Source extract:
start

These expansions make explicit that the matrix-based batch formulas implement nothing more than an efficient summation (or averaging) of the per-example gradients, fully consistent with the definition of the cost function \(J(\Theta) = \frac{1}{\batch} \sum_{n=1}^{\batch} \mathcal{L}_n(\Theta).\)


Gradient Descent Parameter Updates

Once the gradients of the cost function $J(\Theta)$ with respect to all parameters have been computed (typically for a full batch or mini-batch; see the section on practial considerations for details), the weights and biases can be updated using a gradient-based optimizer. For standard (batch) gradient descent with learning rate $\eta>0$, the update rule for layer $\ell$ is

\[\begin{align} \Wmatr^{(\ell)} &\leftarrow \Wmatr^{(\ell)} - \eta \, \frac{\partial J}{\partial \Wmatr^{(\ell)}}, \label{eq:gd-update_1} \\ \vec b^{(\ell)} &\leftarrow \vec b^{(\ell)} - \eta \, \frac{\partial J}{\partial \vec b^{(\ell)}}. \label{eq:gd-update} \end{align}\]

Using the batch-gradient expressions derived above, we have

\[\begin{align} \frac{\partial J}{\partial \Wmatr^{(\ell)}} &= \frac{1}{\batch}\; \matr\Delta^{(\ell)} \big(\matr A^{(\ell-1)}\big)^\top, \\ \frac{\partial J}{\partial \vec b^{(\ell)}} &= \frac{1}{\batch}\; \matr\Delta^{(\ell)} \vec 1, \end{align}\]

where $\matr\Delta^{(\ell)} \in \mathbb{R}^{d_\ell \times \batch}$ collects the error vectors of layer $\ell$ for all $\batch$ examples and $\vec 1 \in \mathbb{R}^{\batch}$ is a vector of ones. Substituting these gradients into \eqref{eq:gd-update_1} & \eqref{eq:gd-update} yields the explicit batch update rules

\[\begin{align} \Wmatr^{(\ell)} &\leftarrow \Wmatr^{(\ell)} - \eta \,\frac{1}{\batch}\; \matr\Delta^{(\ell)} \big(\matr A^{(\ell-1)}\big)^\top, \\ \vec b^{(\ell)} &\leftarrow \vec b^{(\ell)} - \eta \,\frac{1}{\batch}\; \matr\Delta^{(\ell)} \vec 1. \label{eq:gd-update-batch} \end{align}\]

These updates are applied for $\ell = 1,2,\ldots,L$. In practice, $J$ is often computed over a mini-batch, so $\batch$ denotes the mini-batch size.

end

Provided data:
start

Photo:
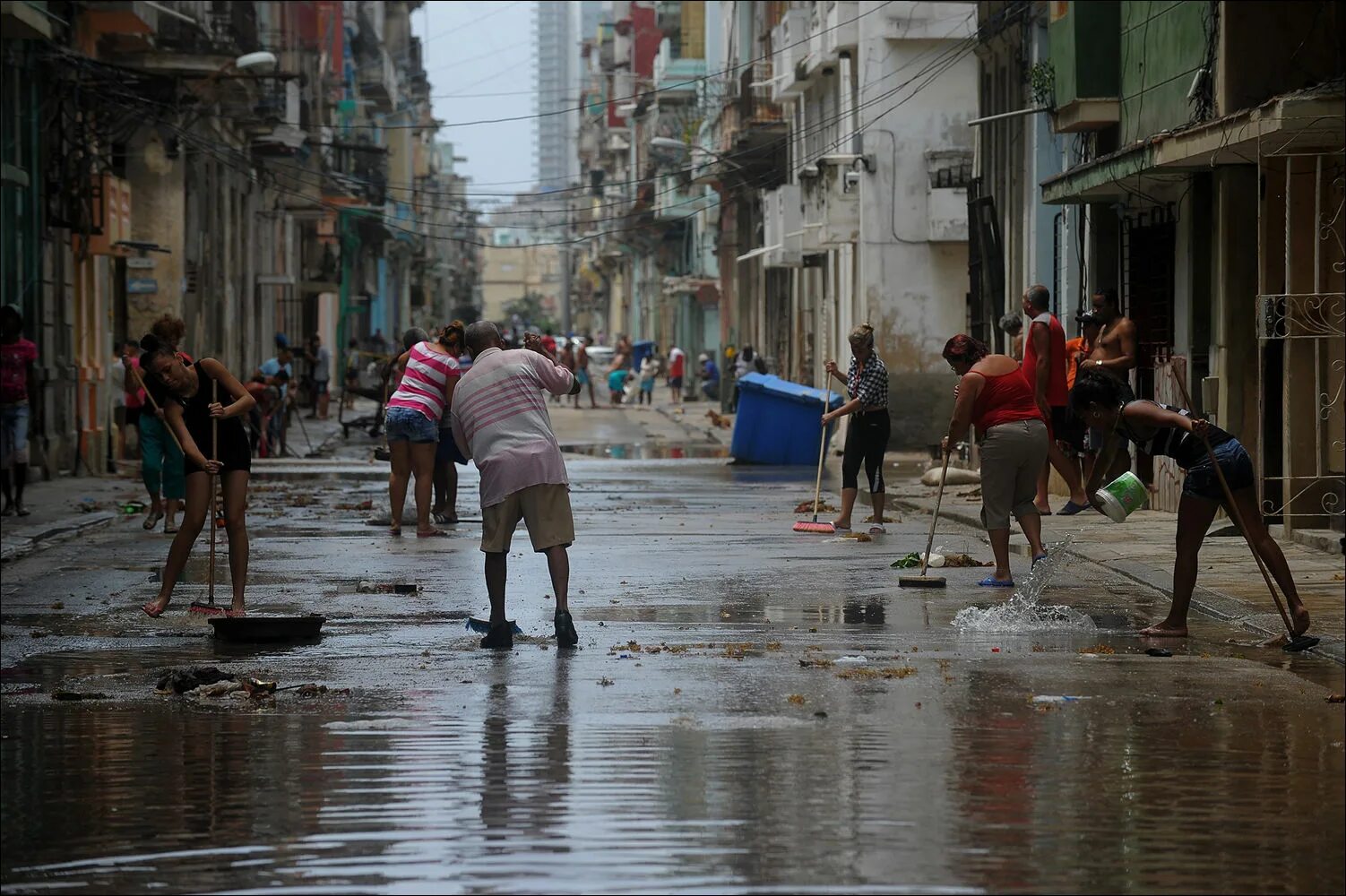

end

Required work:
A. Please answer these questions from the gradient descent passage:
(i) What condition does it place on the learning rate?
(ii) What kind of vector is the one written as a bold 1 in the bias gradient?
(iii) When the cost is computed over a mini-batch, what does the batch symbol denote?
B. Proceed with the gradient descent passage, starting right after its last sentence.
The data are separate material, unrelated to the text on gradient descent updates.

Expected answers:
A.
(i) The learning rate must be greater than zero.
(ii) It is a vector of ones, with one entry for each example in the batch.
(iii) It denotes the mini-batch size.

B.
Implementation note (when to update).
In a standard backpropagation implementation, one first performs the full backward pass to compute all error signals $\matr\Delta^{(\ell)}$ (and thus all gradients) before updating any parameters. Updating weights prematurely would mix parameters from different stages of the backward pass and can lead to incorrect gradients.

That said, with careful bookkeeping (e.g., storing the required activations and error signals, or recomputing them deterministically), updates can be scheduled in different ways. The safest approach is: compute all gradients first, then update. Implement this approach first and make sure everything is working as intended, before considering optimizations of the backpropagation algorithm.

Initialization of Backpropagation at the Output Layer

The recursive relations in Eqs. \eqref{eq:chainrule4} and \eqref{eq:chainrule8} express the error signal in layer $\ell$ in terms of the error signals in the subsequent layer $\ell+1$. Consequently, this recursion cannot be evaluated forward and must instead be initialized at the output layer $\ell = L$ and then propagated backward through the network.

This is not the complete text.